### [Passage]
Grunting Baby Syndrome (GBS) can sound like a serious ailment, but it is actually more normal than you think. There are a lot of things your baby is learning. As they develop they discover other things along the way like motions and noise that are brand new to them. One of the things they realize they have control over is bowel movement. One way they discover they can do this is by grunting. Grunting simply means the baby hasn’t yet figured out how to relax the pelvic floor while using abdominal pressure to move items through his or her digestive system. The abdominal muscles are not fully developed, and babies must bear down with the diaphragm against their closed voice box, which creates the grunting noise.
So, what is grunting baby syndrome? Is it an indication of constipation? Does it tell you that your baby’s bowels are malfunctioning? Is it simply an idiosyncrasy that some babies display? Or, is this a serious bowel problem? Like many other conditions humans suffer from, Grunting Baby Syndrome (GBS) is a diagnosis of exclusion.
Grunting Baby Syndrome: Causes, Symptoms, and Treatment
Is Grunting Normal for Babies?
Newborn grunting is quite normal. Newborns discover grunting when they use abdominal pressure to push poop or gas through their system. This is a skill they develop because those muscles are underdeveloped at this point. When babies start to grunt, they may be moving their bowels. It can also occur while they sleep. It can be distracting for parents who have their newborns in their bedroom for the first few months.
Once your baby starts to grunt, they will continue doing it while they learn how to pass their stool. There are some who call this grunting baby syndrome because of the sound they make.
What are the Causes?
In order to have a bowel movement, an adult will relax the pelvic floor and use abdominal muscles to move the stool through the gut. However, it takes a lot more work as babies are working on strengthening their muscles to do this. The pressure they apply pushes the diaphragm against the voice box, which leads to a grunting noise.
What are the Symptoms of Grunting Baby Syndrome?
GBS is not constipation. In general, newborns who grunt are passing soft stool. It is part of the process rather than the discomfort of hard, dry stool.
Here are some things you might see when your infant is trying to have a bowel movement:
- Scrunching up the face
- Making fists
- Turning red or purple
- Squeezing their abdominal muscles
What is the Treatment of Grunting Baby Syndrome?

### [Source information]
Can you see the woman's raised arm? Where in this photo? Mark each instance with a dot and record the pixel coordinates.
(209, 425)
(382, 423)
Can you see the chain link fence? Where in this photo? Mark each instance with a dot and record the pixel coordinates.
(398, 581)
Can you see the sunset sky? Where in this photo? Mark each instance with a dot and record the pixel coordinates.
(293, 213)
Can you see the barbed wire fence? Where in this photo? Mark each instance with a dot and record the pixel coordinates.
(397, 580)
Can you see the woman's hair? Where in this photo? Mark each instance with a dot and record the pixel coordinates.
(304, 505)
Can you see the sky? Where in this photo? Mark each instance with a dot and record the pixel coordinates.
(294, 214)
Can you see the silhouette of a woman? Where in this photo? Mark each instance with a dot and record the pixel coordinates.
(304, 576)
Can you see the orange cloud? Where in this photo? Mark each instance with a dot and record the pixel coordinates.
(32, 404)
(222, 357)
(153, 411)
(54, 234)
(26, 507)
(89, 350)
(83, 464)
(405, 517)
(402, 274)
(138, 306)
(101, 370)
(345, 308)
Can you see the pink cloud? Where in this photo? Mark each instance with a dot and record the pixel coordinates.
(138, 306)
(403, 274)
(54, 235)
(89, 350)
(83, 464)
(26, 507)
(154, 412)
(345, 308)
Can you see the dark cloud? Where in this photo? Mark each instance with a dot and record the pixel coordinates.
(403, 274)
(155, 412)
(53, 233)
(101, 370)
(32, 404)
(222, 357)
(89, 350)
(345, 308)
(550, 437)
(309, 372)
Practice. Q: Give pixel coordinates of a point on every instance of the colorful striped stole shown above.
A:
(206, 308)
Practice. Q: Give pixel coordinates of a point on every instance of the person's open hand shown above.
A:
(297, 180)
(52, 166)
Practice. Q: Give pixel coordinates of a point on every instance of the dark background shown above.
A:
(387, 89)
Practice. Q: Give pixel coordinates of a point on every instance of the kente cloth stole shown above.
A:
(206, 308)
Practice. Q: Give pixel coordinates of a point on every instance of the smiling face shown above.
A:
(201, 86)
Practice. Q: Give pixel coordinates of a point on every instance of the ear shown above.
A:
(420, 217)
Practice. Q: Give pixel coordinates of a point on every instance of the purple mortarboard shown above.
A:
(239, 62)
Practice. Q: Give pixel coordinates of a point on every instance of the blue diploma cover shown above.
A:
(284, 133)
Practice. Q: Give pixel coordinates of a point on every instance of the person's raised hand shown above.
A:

### [What you will do]
[A] Decide whether each statement agrees with the grunting baby syndrome passage, answering yes or no and quoting the words that settle it: (i) Grunting Baby Syndrome is a form of constipation. (ii) Newborn grunting can happen during sleep. (iii) A newborn's abdominal muscles are fully developed.
[B] According to the grunting baby syndrome passage, what kind of diagnosis is Grunting Baby Syndrome?
The data above are not needed here.

### [Answers to this exercise]
[A]
(i) No: "GBS is not constipation."
(ii) Yes: "It can also occur while they sleep."
(iii) No: "The abdominal muscles are not fully developed"

[B] It is a diagnosis of exclusion.